Required action.
Gather every line of the listing below that contains the string "rule", where uppercase and lowercase letters count as different.

Dataset records.
────────
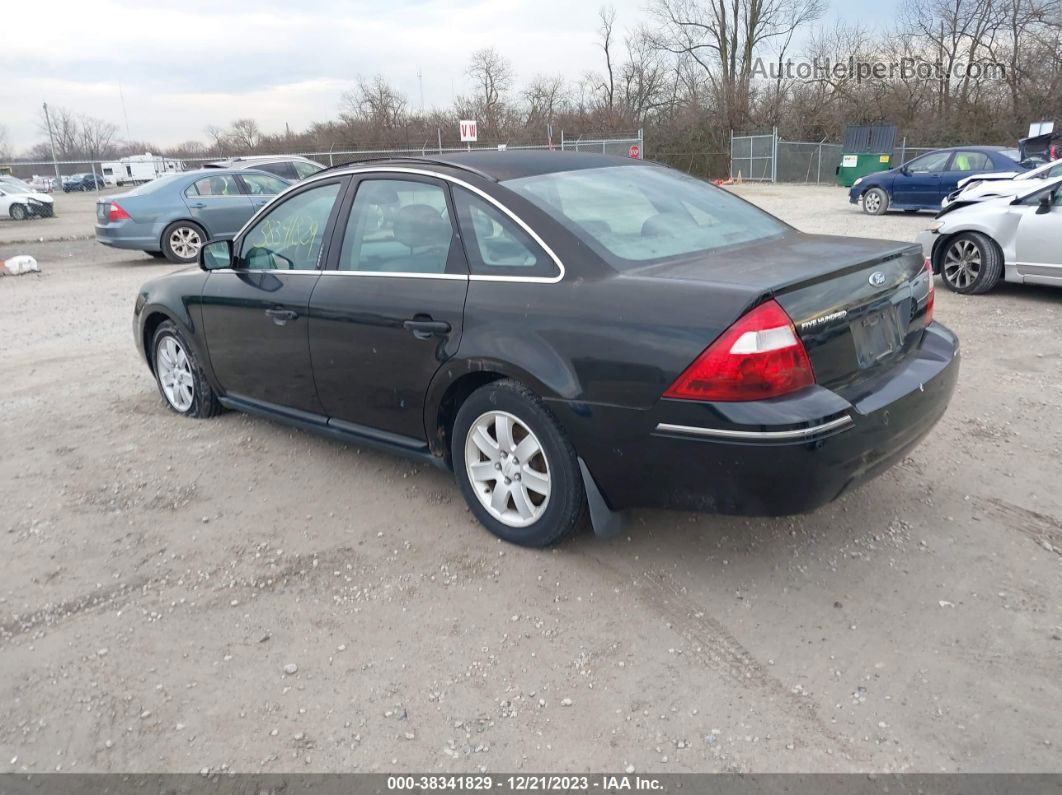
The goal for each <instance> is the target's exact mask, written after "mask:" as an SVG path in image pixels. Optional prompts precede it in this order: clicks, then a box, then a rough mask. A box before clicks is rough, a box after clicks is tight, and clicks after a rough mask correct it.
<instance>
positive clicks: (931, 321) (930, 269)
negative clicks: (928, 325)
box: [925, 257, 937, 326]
────────
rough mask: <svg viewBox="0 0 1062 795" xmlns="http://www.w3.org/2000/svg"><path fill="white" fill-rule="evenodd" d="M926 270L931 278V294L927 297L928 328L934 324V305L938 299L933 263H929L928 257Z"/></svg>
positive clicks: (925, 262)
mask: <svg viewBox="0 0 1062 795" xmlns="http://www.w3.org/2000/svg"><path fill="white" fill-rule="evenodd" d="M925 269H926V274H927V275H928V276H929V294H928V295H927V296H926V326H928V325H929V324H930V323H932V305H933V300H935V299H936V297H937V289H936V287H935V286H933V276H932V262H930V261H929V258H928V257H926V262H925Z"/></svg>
────────
Answer below.
rough mask: <svg viewBox="0 0 1062 795" xmlns="http://www.w3.org/2000/svg"><path fill="white" fill-rule="evenodd" d="M926 270L931 278V294L927 297L928 328L934 324V305L938 299L933 263H929L928 257Z"/></svg>
mask: <svg viewBox="0 0 1062 795" xmlns="http://www.w3.org/2000/svg"><path fill="white" fill-rule="evenodd" d="M925 269H926V274H927V275H928V276H929V294H928V295H927V296H926V326H928V325H929V324H930V323H932V305H933V300H935V299H936V297H937V289H936V287H935V286H933V276H932V262H930V261H929V258H928V257H926V262H925Z"/></svg>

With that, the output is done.